* **Alıştırmanın Amacı**
Lütfen Sivas filmiyle ilgili yazıda "Eril Çember, Kısır" sözlerinden başlayıp "görünür hale geliyor." sözlerine kadar uzanan kısmın hepsini olduğu gibi alıntılayın.

* **Seçilen Bölüm**
################

Bir çocuk ve köpeğin başrolü paylaştığı bir film ifadesi ister istemez akla Lessie’yi getiriyor. Bu Kaan Müjdeci için de böyle olmalı ki filmin bir bölümünde Lessie'ye küçük bir selam göndermeden edemiyor ama tüm film boyunca kulağımıza şunu fısıldıyor:
“Bu film, o bildiğiniz çocuk ve köpek hikayesi değil”
Sivas, yönetmeni Kaan Müjdeci’nin ilk uzun metraj filmi. Başrolünü Doğan İzci (Aslan) ve Çakır’ın (Sivas) paylaştığı film, Yozgat Yerköy’de çekildi. En prestijli film festivallerinden olan Venedik Film Festivali’nin yarışma bölümüne davet edilen film, festivalden en iyi erkek oyuncu ve Jüri Özel ödülünü alarak döndü.
Eril Çember, Kısır Bozkır
Yönetmen, açılış sahnesiyle birlikte bir büyüme hikayesinin kucağına bırakıyor bizi. Bununla birlikte her büyüme hikayesi kahramanının yaşadığı sancıları başroldeki Aslan da yaşamaya başlıyor.
Açılış sahnesini takip eden sahnede Aslan'ı okulda görüyoruz. Öğrencilerine Valilik emriyle okulda "Pamuk Prenses ve Yedi Cüceler" piyesinin sahneleneceğini söyleyen öğretmen, rol dağıtımını “demokratik” bir şekilde yapıyor ve Aslan’ın sevdiği kız olan Ayşe'nin "prenses"; muhtarın oğlu Osman’ın "prens" olmasına karar veriyor. Aslan ise piyeste kendine ancak "cüce" olarak yer bulabiliyor. Böylece eril rekabet bu rol paylaşımı ile görünür hale geliyor.

################

Bir koleksiyondan çıkarılan veriler
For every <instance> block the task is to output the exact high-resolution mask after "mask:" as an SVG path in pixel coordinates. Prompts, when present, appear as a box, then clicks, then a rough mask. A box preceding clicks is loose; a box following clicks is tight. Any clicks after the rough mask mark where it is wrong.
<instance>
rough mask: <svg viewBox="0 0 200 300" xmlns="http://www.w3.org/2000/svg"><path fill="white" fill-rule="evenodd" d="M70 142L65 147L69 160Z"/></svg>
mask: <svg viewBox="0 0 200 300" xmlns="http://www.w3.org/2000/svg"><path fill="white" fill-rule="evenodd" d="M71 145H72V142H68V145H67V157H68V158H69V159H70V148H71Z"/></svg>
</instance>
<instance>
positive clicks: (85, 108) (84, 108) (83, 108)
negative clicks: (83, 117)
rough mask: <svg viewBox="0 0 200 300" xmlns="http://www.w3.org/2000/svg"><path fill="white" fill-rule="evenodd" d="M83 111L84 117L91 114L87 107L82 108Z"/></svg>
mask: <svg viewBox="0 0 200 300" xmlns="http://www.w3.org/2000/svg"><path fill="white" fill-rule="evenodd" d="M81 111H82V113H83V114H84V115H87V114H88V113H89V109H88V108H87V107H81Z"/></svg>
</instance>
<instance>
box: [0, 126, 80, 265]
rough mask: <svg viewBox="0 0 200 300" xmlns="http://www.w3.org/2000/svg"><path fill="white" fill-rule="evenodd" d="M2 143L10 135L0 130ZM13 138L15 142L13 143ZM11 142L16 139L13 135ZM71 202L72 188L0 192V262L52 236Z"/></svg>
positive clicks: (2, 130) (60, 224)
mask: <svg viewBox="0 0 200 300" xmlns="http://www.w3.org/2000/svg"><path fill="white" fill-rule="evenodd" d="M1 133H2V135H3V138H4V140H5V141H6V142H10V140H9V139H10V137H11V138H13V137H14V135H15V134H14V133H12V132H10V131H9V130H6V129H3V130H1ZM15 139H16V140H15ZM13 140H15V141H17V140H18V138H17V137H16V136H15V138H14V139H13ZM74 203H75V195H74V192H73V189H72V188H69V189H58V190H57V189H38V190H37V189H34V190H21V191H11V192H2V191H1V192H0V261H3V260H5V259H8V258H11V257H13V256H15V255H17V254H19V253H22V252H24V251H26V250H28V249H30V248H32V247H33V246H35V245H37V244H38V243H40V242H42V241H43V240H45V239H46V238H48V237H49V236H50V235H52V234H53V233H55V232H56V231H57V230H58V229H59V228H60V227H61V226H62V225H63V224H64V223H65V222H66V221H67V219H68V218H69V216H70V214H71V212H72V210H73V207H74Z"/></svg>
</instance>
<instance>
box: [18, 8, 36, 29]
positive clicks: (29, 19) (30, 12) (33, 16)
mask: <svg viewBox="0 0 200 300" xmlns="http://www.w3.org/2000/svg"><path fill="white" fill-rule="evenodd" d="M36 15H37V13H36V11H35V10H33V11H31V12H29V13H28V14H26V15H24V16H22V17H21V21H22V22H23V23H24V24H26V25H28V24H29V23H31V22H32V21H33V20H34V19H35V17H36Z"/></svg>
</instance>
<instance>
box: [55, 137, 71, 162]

################

* **Yazılı Yanıt**
Eril Çember, Kısır Bozkır
Yönetmen, açılış sahnesiyle birlikte bir büyüme hikayesinin kucağına bırakıyor bizi. Bununla birlikte her büyüme hikayesi kahramanının yaşadığı sancıları başroldeki Aslan da yaşamaya başlıyor.
Açılış sahnesini takip eden sahnede Aslan'ı okulda görüyoruz. Öğrencilerine Valilik emriyle okulda "Pamuk Prenses ve Yedi Cüceler" piyesinin sahneleneceğini söyleyen öğretmen, rol dağıtımını “demokratik” bir şekilde yapıyor ve Aslan’ın sevdiği kız olan Ayşe'nin "prenses"; muhtarın oğlu Osman’ın "prens" olmasına karar veriyor. Aslan ise piyeste kendine ancak "cüce" olarak yer bulabiliyor. Böylece eril rekabet bu rol paylaşımı ile görünür hale geliyor.